TASKS TO CARRY OUT.
1 - From the patch reply, return the passage between "diff --git a/test/app-tap/CMakeLists.txt" and "build_module(module_api module_api.c)", inclusive.
2 - In the patch reply, which module does the line added to test/app-tap/CMakeLists.txt build?
3 - Extend the patch reply by writing what follows its last line.

GIVEN TEXT.
######
Agree, extended the error the following way:

================================================================================

diff --git a/src/lua/utils.c b/src/lua/utils.c
index b36824ebf..a8b66d34e 100644
--- a/src/lua/utils.c
+++ b/src/lua/utils.c
@@ -1349,7 +1349,10 @@ void cord_on_yield(void)
 		 */
 		struct lua_State *L = fiber()->storage.lua.stack;
 		assert(L != NULL);
-		lua_pushstring(L, "Fiber is switched on the trace");
+		lua_pushfstring(L, "fiber %d is switched while running the"
+				" compiled code (it's likely a function with"
+				" a yield underneath called via LuaJIT FFI)",
+				fiber()->fid);
 		if (g->panic)
 			g->panic(L);
 		exit(EXIT_FAILURE);

================================================================================

> 
> > +		if (g->panic)
> > +			g->panic(L);
> > +		exit(EXIT_FAILURE);
> > +	}
> > +	/*
> > +	 * Unconditionally abort trace recording whether fibers
> > +	 * switch each other. Otherwise, further compilation may
> > +	 * lead to a failure on any next compiler phase.
> > +	 */
> > +	lj_trace_abort(g);
> > }
> > +
> > +/* Restore <panic> macro back */
> > +#define panic _panic
> > +#undef _panic

<snipped>

> > -- 
> > 2.25.0
> > 
> 

Besides, I added a test for the panic case. Here is the diff:

================================================================================

diff --git a/test/app-tap/CMakeLists.txt b/test/app-tap/CMakeLists.txt
index ee67cf533..bf7d28136 100644
--- a/test/app-tap/CMakeLists.txt
+++ b/test/app-tap/CMakeLists.txt
@@ -1 +1,2 @@
 build_module(module_api module_api.c)
+build_module(libyield libyield.c)
######
EXTRACTED ENTRIES.
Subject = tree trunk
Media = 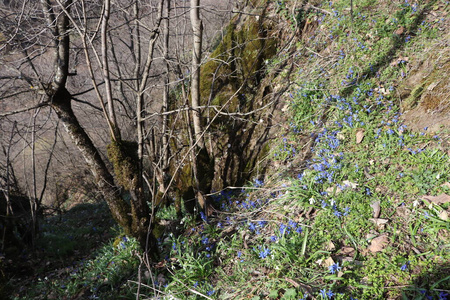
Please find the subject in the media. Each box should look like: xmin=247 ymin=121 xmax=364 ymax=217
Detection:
xmin=191 ymin=0 xmax=205 ymax=148
xmin=51 ymin=87 xmax=132 ymax=230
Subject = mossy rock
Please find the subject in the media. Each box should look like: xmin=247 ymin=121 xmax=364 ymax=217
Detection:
xmin=107 ymin=141 xmax=139 ymax=190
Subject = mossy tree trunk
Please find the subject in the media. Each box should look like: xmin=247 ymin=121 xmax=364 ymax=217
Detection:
xmin=41 ymin=0 xmax=156 ymax=254
xmin=190 ymin=0 xmax=214 ymax=215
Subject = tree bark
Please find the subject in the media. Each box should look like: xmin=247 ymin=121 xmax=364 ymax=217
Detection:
xmin=190 ymin=0 xmax=205 ymax=148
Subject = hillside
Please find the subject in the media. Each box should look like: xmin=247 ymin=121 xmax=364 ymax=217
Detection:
xmin=4 ymin=0 xmax=450 ymax=300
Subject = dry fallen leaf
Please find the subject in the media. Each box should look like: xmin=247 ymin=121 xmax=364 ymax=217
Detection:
xmin=439 ymin=210 xmax=448 ymax=221
xmin=441 ymin=182 xmax=450 ymax=189
xmin=370 ymin=201 xmax=381 ymax=218
xmin=368 ymin=234 xmax=388 ymax=253
xmin=342 ymin=180 xmax=358 ymax=189
xmin=323 ymin=257 xmax=334 ymax=268
xmin=369 ymin=218 xmax=389 ymax=227
xmin=423 ymin=194 xmax=450 ymax=205
xmin=356 ymin=129 xmax=364 ymax=144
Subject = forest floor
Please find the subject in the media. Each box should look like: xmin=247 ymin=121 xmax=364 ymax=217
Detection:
xmin=4 ymin=1 xmax=450 ymax=300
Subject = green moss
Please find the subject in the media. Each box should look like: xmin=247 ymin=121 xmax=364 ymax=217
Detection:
xmin=107 ymin=141 xmax=139 ymax=190
xmin=200 ymin=18 xmax=277 ymax=110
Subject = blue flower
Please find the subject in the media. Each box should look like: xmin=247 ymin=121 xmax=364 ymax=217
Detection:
xmin=328 ymin=263 xmax=342 ymax=274
xmin=259 ymin=246 xmax=270 ymax=259
xmin=200 ymin=211 xmax=208 ymax=222
xmin=400 ymin=260 xmax=409 ymax=271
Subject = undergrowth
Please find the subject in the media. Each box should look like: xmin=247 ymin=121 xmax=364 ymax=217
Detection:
xmin=10 ymin=0 xmax=450 ymax=300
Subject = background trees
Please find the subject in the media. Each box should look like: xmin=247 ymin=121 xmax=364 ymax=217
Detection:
xmin=0 ymin=0 xmax=237 ymax=251
xmin=0 ymin=0 xmax=276 ymax=255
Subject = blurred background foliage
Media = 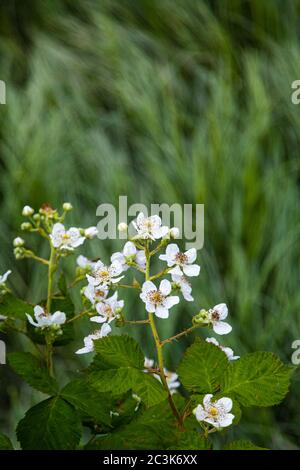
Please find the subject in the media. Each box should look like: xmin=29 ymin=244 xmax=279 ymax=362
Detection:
xmin=0 ymin=0 xmax=300 ymax=449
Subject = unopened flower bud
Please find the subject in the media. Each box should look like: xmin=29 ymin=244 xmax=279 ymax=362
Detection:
xmin=170 ymin=227 xmax=180 ymax=239
xmin=13 ymin=237 xmax=25 ymax=247
xmin=21 ymin=222 xmax=32 ymax=231
xmin=118 ymin=222 xmax=128 ymax=232
xmin=14 ymin=246 xmax=25 ymax=260
xmin=192 ymin=308 xmax=208 ymax=325
xmin=63 ymin=202 xmax=73 ymax=212
xmin=22 ymin=206 xmax=34 ymax=217
xmin=84 ymin=227 xmax=98 ymax=239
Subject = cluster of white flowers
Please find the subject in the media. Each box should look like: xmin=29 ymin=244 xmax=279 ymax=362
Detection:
xmin=75 ymin=213 xmax=200 ymax=354
xmin=144 ymin=357 xmax=180 ymax=395
xmin=26 ymin=305 xmax=66 ymax=329
xmin=50 ymin=222 xmax=98 ymax=251
xmin=193 ymin=393 xmax=234 ymax=428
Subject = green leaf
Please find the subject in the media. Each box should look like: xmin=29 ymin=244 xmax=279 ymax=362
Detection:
xmin=27 ymin=296 xmax=74 ymax=346
xmin=223 ymin=440 xmax=268 ymax=450
xmin=0 ymin=293 xmax=33 ymax=321
xmin=94 ymin=335 xmax=144 ymax=369
xmin=17 ymin=397 xmax=81 ymax=450
xmin=169 ymin=431 xmax=211 ymax=450
xmin=57 ymin=272 xmax=68 ymax=297
xmin=221 ymin=352 xmax=293 ymax=406
xmin=8 ymin=352 xmax=58 ymax=395
xmin=89 ymin=367 xmax=167 ymax=406
xmin=0 ymin=434 xmax=14 ymax=450
xmin=61 ymin=379 xmax=112 ymax=425
xmin=178 ymin=339 xmax=228 ymax=393
xmin=87 ymin=401 xmax=180 ymax=450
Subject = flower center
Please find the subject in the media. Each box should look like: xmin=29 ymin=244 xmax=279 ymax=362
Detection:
xmin=141 ymin=219 xmax=153 ymax=232
xmin=147 ymin=290 xmax=165 ymax=305
xmin=209 ymin=406 xmax=219 ymax=418
xmin=62 ymin=233 xmax=71 ymax=242
xmin=211 ymin=310 xmax=220 ymax=321
xmin=103 ymin=305 xmax=114 ymax=318
xmin=175 ymin=253 xmax=188 ymax=265
xmin=95 ymin=290 xmax=104 ymax=299
xmin=97 ymin=268 xmax=109 ymax=281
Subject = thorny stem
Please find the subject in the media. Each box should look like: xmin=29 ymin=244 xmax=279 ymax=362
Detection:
xmin=25 ymin=250 xmax=49 ymax=266
xmin=45 ymin=244 xmax=57 ymax=376
xmin=47 ymin=245 xmax=56 ymax=315
xmin=161 ymin=325 xmax=200 ymax=347
xmin=113 ymin=284 xmax=140 ymax=289
xmin=145 ymin=240 xmax=183 ymax=430
xmin=124 ymin=320 xmax=150 ymax=325
xmin=46 ymin=335 xmax=54 ymax=377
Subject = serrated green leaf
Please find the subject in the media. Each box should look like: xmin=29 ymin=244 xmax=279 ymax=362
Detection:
xmin=27 ymin=296 xmax=74 ymax=346
xmin=94 ymin=335 xmax=144 ymax=369
xmin=221 ymin=352 xmax=293 ymax=406
xmin=87 ymin=401 xmax=180 ymax=450
xmin=0 ymin=293 xmax=33 ymax=321
xmin=177 ymin=339 xmax=228 ymax=393
xmin=8 ymin=352 xmax=58 ymax=395
xmin=57 ymin=272 xmax=68 ymax=297
xmin=17 ymin=397 xmax=81 ymax=450
xmin=60 ymin=379 xmax=112 ymax=425
xmin=169 ymin=431 xmax=211 ymax=450
xmin=89 ymin=367 xmax=167 ymax=406
xmin=0 ymin=434 xmax=14 ymax=450
xmin=223 ymin=440 xmax=268 ymax=450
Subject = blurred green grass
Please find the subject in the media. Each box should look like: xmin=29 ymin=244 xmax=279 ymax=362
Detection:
xmin=0 ymin=0 xmax=300 ymax=448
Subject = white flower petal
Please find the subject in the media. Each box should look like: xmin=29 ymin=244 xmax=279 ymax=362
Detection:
xmin=203 ymin=393 xmax=213 ymax=409
xmin=219 ymin=413 xmax=234 ymax=428
xmin=163 ymin=295 xmax=180 ymax=309
xmin=123 ymin=242 xmax=137 ymax=256
xmin=213 ymin=321 xmax=232 ymax=335
xmin=193 ymin=405 xmax=206 ymax=421
xmin=142 ymin=281 xmax=157 ymax=294
xmin=182 ymin=264 xmax=200 ymax=276
xmin=169 ymin=266 xmax=183 ymax=276
xmin=215 ymin=397 xmax=233 ymax=413
xmin=155 ymin=306 xmax=169 ymax=318
xmin=213 ymin=303 xmax=228 ymax=320
xmin=184 ymin=248 xmax=197 ymax=264
xmin=51 ymin=311 xmax=66 ymax=325
xmin=33 ymin=305 xmax=45 ymax=318
xmin=159 ymin=279 xmax=172 ymax=295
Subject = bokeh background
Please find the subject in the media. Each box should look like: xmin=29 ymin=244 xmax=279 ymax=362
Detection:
xmin=0 ymin=0 xmax=300 ymax=449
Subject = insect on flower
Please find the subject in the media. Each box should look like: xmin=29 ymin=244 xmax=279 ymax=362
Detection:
xmin=140 ymin=279 xmax=179 ymax=318
xmin=193 ymin=393 xmax=234 ymax=428
xmin=26 ymin=305 xmax=66 ymax=328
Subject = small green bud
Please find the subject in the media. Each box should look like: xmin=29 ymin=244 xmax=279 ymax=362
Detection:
######
TASK-BY-TASK OUTPUTS.
1 -
diff --git a/test/app-tap/CMakeLists.txt b/test/app-tap/CMakeLists.txt
index ee67cf533..bf7d28136 100644
--- a/test/app-tap/CMakeLists.txt
+++ b/test/app-tap/CMakeLists.txt
@@ -1 +1,2 @@
 build_module(module_api module_api.c)

2 - It builds the libyield module from libyield.c.

3 -
diff --git a/test/app-tap/gh-1700-abort-recording-on-fiber-switch.test.lua b/test/app-tap/gh-1700-abort-recording-on-fiber-switch.test.lua
new file mode 100755
index 000000000..027dee219
--- /dev/null
+++ b/test/app-tap/gh-1700-abort-recording-on-fiber-switch.test.lua
@@ -0,0 +1,77 @@
+#!/usr/bin/env tarantool
+
+if #arg == 0 then
+  local checks = {
+    {
+      arg = {
+        1, -- hotloop (arg[1])
+        1, -- trigger (arg[2])
+      },
+      res = 'OK',
+      msg = 'Trace is aborted',
+    },
+    {
+      arg = {
+        1, -- hotloop (arg[1])
+        2, -- trigger (arg[2])
+      },
+      res = 'fiber %d+ is switched while running the compiled code %b()',
+      msg = 'Trace is recorded',
+    },
+  }
+
+  local tap = require('tap')
+  local test = tap.test('gh-1700-abort-recording-on-fiber-switch')
+
+  test:plan(#checks)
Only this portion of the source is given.